What you need to do:
All lines between the one holding "I would be grateful if you could spot the real" and the end of the material below, both ends included, should be restated exactly.

[Data records]

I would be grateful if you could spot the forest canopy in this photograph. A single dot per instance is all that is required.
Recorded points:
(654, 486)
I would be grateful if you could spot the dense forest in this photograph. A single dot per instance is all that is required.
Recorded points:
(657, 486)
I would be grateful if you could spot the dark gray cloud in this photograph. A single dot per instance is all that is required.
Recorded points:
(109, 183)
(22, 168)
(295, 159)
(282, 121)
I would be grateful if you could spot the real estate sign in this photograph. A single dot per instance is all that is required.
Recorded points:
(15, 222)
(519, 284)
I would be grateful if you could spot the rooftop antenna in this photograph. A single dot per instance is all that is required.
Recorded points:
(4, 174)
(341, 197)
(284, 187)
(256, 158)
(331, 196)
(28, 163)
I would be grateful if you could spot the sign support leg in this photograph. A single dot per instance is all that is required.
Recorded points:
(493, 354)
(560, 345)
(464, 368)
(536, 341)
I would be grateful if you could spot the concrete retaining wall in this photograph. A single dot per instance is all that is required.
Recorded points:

[/Data records]

Written response:
I would be grateful if you could spot the real estate sign in this photograph. A single dot per instance is all that is required.
Recorded points:
(15, 222)
(519, 284)
I would be grateful if you could spot the rooftop antenna in this photograph. A single dot per instance is all that is required.
Recorded points:
(4, 174)
(341, 197)
(284, 187)
(256, 158)
(331, 196)
(28, 163)
I would be grateful if you could spot the sign support leg in this photograph. A single dot per instance is all that is required.
Recorded points:
(493, 354)
(560, 345)
(464, 368)
(536, 341)
I would be grateful if you could spot the concrete retaining wall in this photograph. A single dot per instance is all that is required.
Recorded points:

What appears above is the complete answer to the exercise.